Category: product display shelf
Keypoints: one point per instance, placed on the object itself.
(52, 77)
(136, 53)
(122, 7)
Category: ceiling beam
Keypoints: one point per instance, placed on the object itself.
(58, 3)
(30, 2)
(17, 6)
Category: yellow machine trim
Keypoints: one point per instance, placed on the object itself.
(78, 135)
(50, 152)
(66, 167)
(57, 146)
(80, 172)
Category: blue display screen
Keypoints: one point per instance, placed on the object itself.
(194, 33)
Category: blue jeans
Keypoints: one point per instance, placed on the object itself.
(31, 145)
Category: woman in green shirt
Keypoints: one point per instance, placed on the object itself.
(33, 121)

★ ★ ★ ★ ★ ★ ★

*Direction:*
Can you rename "green shirt" to "green top" in everything from the line "Category: woman in green shirt" down to the end of the rows, changing nothing else and returning only those lines?

*Solution:*
Category: woman in green top
Keypoints: one point per instance, placed on the object itself.
(33, 121)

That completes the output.